WHAT IS ASKED:
Output the lines of the items below as a JSON list of strings, one string per line and no blank lines. Cover only the lines from the line with "obj=gray gravel lot" through the line with "[308,85,482,200]", both included.

(Dataset items)
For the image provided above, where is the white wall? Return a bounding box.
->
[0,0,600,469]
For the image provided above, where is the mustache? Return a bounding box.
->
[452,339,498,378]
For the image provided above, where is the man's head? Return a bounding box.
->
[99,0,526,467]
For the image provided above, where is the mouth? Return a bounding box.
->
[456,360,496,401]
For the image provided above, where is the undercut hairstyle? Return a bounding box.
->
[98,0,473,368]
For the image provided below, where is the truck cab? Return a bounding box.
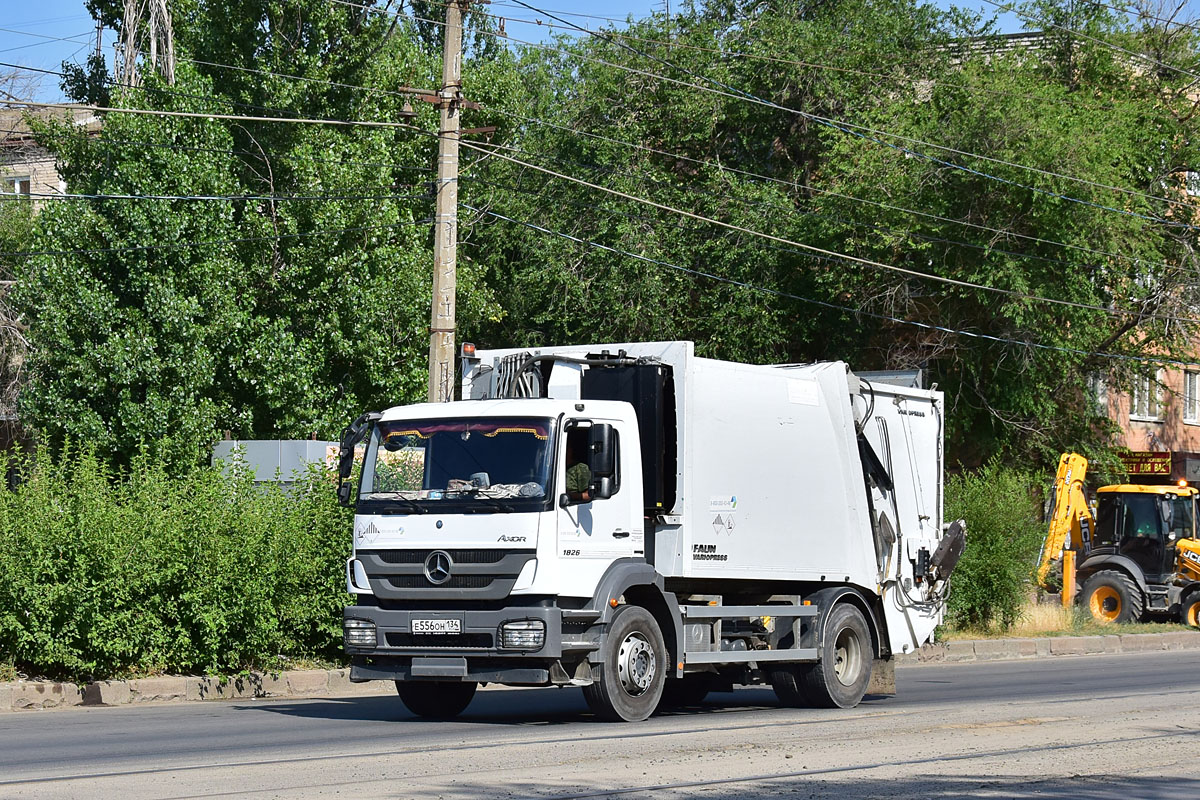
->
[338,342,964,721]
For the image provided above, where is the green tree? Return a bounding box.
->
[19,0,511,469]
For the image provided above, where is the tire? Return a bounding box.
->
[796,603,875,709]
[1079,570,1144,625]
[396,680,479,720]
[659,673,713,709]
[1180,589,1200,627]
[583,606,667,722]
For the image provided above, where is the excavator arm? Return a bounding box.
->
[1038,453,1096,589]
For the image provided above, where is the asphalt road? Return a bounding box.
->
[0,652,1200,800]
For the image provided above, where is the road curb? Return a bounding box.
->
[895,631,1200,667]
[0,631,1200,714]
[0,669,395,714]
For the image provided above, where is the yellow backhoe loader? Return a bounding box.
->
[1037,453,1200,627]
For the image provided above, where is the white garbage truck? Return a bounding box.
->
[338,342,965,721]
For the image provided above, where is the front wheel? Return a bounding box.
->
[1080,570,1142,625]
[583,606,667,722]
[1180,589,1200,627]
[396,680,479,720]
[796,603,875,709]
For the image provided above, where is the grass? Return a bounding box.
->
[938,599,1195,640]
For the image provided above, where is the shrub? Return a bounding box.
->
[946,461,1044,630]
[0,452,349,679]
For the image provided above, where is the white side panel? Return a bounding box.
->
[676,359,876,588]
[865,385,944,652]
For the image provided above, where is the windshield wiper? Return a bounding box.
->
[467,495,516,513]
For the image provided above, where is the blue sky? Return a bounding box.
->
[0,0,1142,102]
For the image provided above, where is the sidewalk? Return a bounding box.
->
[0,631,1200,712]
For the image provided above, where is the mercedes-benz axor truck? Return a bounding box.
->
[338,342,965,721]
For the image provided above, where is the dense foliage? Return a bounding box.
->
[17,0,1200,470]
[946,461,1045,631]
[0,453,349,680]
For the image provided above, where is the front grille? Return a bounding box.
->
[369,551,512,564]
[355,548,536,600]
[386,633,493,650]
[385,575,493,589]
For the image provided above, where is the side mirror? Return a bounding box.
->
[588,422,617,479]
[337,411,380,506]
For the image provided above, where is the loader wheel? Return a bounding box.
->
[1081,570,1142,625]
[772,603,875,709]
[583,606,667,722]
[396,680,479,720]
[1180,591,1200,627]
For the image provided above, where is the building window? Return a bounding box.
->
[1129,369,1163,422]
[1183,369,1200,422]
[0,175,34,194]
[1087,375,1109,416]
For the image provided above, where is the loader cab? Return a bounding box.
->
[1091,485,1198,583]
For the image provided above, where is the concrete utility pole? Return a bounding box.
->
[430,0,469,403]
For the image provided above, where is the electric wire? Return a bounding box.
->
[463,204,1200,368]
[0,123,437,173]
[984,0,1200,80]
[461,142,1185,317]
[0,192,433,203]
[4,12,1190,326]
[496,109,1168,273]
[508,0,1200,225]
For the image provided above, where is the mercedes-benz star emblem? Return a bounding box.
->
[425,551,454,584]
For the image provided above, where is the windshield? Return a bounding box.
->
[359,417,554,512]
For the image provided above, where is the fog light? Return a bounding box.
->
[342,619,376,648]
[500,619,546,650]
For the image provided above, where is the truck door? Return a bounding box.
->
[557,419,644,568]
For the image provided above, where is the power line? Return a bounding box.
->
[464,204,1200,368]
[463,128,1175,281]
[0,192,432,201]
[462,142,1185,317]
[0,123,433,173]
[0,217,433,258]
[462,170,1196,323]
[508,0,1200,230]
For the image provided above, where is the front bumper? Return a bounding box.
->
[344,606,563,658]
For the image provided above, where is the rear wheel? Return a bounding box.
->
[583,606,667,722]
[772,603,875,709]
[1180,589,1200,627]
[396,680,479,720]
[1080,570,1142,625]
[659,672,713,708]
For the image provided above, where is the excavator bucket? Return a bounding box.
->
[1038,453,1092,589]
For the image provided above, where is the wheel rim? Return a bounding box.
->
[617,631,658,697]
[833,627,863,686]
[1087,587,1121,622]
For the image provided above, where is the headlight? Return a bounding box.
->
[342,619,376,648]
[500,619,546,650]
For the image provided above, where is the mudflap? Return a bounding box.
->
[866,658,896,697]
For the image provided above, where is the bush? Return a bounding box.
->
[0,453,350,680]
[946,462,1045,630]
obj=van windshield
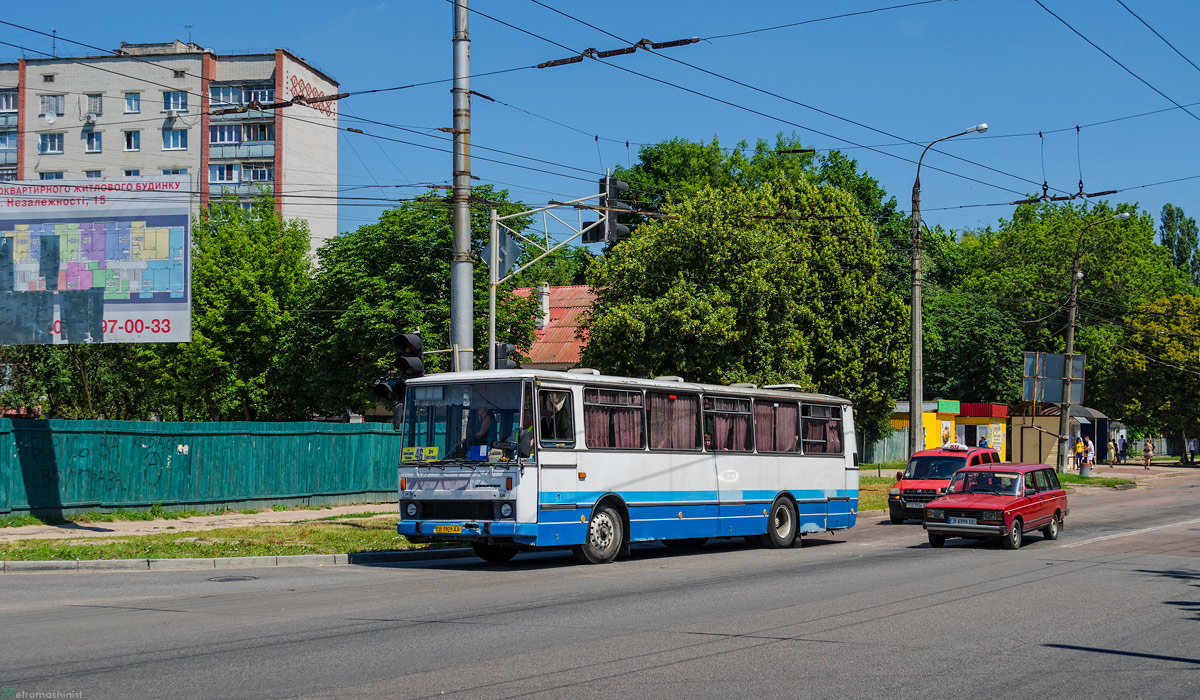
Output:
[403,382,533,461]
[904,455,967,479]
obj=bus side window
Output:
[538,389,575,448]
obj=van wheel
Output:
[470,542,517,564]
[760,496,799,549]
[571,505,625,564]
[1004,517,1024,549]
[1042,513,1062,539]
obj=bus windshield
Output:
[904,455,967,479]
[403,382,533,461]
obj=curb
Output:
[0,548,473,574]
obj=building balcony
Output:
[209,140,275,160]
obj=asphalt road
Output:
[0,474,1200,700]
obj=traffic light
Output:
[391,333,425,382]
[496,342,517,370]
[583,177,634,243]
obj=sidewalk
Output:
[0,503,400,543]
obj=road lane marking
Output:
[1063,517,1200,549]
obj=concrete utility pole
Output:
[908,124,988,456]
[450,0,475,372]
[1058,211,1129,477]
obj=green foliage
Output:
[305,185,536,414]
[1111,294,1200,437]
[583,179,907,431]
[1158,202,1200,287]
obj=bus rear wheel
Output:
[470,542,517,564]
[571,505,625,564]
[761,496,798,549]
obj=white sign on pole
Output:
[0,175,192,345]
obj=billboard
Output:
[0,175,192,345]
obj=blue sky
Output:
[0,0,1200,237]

...

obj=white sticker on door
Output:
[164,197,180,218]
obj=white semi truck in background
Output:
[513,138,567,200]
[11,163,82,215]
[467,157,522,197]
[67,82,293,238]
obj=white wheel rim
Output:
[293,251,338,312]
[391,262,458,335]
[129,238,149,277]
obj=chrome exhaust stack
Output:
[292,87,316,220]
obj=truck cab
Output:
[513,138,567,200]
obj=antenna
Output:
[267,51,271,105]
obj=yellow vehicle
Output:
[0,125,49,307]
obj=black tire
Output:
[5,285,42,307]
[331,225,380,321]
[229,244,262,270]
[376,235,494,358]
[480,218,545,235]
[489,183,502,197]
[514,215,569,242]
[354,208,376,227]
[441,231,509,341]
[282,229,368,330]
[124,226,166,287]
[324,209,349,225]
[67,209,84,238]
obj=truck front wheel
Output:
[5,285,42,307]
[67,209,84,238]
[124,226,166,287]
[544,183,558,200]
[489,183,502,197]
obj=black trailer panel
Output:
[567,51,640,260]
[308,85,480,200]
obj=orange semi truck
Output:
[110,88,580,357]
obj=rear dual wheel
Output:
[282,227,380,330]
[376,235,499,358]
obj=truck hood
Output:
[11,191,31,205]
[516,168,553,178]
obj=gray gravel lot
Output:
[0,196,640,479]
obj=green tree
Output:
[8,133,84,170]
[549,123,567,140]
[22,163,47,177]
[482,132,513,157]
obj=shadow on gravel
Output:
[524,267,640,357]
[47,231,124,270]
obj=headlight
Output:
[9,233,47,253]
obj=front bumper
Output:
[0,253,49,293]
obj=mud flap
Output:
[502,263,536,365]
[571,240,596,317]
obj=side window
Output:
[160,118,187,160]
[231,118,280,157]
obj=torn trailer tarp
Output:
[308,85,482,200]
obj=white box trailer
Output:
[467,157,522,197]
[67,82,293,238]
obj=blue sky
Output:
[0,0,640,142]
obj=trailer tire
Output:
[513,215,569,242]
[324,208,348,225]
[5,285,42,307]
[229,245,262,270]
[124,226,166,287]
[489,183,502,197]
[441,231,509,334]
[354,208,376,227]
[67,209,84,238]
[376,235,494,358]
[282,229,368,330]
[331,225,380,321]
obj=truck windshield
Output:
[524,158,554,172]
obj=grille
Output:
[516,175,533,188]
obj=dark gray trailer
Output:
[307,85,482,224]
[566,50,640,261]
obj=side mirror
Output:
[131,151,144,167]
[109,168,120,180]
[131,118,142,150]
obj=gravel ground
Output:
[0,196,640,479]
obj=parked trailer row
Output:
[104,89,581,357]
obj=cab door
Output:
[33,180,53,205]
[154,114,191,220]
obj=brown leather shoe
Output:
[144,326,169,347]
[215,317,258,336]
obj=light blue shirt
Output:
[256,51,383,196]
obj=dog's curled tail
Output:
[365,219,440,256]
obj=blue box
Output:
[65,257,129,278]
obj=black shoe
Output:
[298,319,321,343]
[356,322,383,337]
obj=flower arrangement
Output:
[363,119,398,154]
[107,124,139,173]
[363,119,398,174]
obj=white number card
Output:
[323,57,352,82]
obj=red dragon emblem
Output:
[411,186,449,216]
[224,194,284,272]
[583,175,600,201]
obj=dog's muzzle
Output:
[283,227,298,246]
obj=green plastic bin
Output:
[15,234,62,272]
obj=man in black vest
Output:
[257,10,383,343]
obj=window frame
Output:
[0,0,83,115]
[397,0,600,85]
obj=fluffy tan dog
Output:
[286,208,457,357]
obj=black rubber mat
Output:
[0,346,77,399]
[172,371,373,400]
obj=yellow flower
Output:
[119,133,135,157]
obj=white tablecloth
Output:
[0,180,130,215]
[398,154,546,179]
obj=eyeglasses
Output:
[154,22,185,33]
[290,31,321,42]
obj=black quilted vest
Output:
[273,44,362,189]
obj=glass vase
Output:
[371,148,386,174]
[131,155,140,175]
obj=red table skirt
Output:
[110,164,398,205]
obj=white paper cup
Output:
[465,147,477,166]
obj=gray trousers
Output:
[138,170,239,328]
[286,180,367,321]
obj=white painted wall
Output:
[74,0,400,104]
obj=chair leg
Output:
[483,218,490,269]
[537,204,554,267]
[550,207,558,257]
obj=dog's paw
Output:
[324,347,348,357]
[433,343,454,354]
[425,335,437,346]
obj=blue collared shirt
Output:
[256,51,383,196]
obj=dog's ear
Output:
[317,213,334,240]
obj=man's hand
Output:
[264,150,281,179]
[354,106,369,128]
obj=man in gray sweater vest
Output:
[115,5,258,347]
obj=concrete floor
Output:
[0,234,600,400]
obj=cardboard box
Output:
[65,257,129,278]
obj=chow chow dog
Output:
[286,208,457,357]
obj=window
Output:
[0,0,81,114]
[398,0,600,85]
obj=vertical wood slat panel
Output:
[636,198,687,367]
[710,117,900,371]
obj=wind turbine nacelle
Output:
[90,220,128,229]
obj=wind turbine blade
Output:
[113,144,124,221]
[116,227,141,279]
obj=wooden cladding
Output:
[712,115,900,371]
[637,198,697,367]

==

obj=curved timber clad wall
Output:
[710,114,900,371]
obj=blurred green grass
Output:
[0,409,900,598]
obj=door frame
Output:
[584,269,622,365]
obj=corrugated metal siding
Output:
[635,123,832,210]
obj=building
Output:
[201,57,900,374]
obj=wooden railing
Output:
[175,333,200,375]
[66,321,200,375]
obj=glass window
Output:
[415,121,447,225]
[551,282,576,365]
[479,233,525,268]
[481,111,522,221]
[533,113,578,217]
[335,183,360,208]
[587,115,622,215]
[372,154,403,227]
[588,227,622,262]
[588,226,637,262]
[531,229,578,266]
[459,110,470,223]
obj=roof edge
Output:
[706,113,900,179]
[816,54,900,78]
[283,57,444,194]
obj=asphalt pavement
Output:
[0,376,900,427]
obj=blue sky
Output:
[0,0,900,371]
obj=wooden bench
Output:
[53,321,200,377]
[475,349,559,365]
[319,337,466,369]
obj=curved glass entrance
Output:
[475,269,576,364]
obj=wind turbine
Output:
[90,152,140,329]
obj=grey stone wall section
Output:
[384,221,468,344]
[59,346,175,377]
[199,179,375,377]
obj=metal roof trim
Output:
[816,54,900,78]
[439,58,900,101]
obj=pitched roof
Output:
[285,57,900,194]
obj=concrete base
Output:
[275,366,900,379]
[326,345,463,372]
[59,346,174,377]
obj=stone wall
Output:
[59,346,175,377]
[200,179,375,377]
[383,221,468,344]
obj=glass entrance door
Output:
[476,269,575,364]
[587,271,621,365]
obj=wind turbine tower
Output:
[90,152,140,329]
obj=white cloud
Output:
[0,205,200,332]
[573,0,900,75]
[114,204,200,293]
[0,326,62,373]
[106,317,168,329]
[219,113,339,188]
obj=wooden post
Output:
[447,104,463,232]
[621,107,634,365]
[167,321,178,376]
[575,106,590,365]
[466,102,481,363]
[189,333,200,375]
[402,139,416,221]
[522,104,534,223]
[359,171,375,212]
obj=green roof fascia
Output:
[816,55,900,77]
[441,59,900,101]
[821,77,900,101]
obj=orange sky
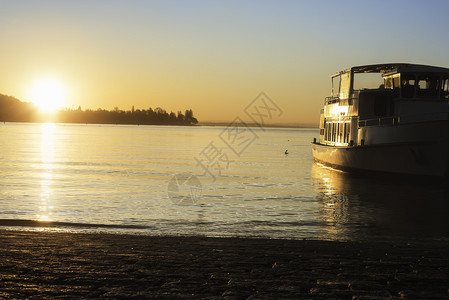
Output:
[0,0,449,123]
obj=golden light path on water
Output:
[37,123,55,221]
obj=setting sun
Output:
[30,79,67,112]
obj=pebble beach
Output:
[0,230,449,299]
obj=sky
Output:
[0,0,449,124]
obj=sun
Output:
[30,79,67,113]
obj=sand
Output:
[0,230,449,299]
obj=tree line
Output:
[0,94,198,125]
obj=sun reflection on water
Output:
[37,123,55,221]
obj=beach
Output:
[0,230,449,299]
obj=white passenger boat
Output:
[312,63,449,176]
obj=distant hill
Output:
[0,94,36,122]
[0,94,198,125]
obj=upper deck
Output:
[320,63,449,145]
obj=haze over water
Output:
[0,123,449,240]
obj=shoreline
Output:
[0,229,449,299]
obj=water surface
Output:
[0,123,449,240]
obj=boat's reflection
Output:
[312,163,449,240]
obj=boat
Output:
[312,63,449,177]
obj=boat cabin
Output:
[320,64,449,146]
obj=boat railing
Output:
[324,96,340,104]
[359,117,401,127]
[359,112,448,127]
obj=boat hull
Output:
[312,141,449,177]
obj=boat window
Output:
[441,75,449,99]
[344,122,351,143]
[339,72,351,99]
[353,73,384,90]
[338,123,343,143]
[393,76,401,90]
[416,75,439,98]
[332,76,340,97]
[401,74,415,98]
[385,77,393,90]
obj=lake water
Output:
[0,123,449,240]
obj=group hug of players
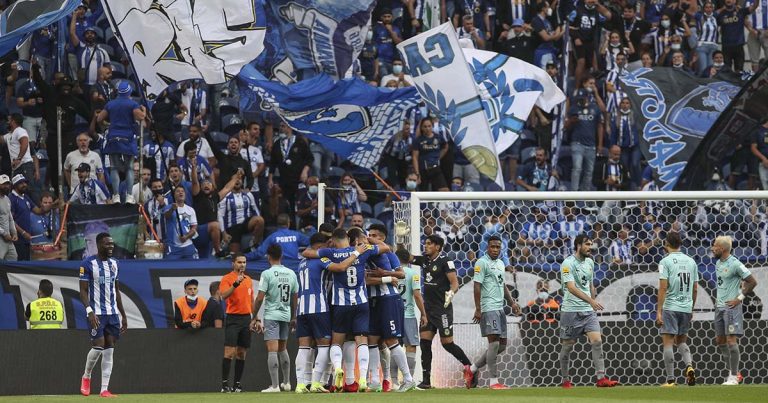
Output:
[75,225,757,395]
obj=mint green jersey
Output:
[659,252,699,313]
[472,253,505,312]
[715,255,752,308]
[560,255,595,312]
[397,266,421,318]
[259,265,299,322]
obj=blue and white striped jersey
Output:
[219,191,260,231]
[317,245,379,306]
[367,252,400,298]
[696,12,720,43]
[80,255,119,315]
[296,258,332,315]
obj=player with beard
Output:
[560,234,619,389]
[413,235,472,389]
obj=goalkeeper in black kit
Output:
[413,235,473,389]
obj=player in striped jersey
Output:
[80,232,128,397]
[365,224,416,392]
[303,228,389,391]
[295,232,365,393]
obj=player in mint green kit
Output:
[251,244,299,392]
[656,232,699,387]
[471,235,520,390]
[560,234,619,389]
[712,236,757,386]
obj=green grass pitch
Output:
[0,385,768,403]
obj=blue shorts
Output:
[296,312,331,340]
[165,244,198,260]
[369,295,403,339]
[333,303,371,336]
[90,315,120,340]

ANSWER FOR THIS EXERCISE:
[
  "obj=gray gravel lot",
  "Output:",
  "[0,196,640,479]",
  "obj=green tree",
  "Output:",
  "[8,133,84,170]",
  "[549,123,567,140]",
  "[22,163,47,177]",
  "[482,132,513,157]",
  "obj=shadow on gravel",
  "Output:",
  "[524,267,640,357]",
  "[47,231,124,270]",
  "obj=headlight",
  "Output:",
  "[9,233,47,253]",
  "obj=front bumper",
  "Output:",
  "[0,253,49,293]",
  "obj=mud flap",
  "Output:",
  "[502,263,536,365]",
  "[571,240,596,317]",
  "obj=side window",
  "Output:",
  "[160,118,187,160]",
  "[231,118,280,157]",
  "obj=torn trailer tarp",
  "Output:",
  "[308,85,482,200]"
]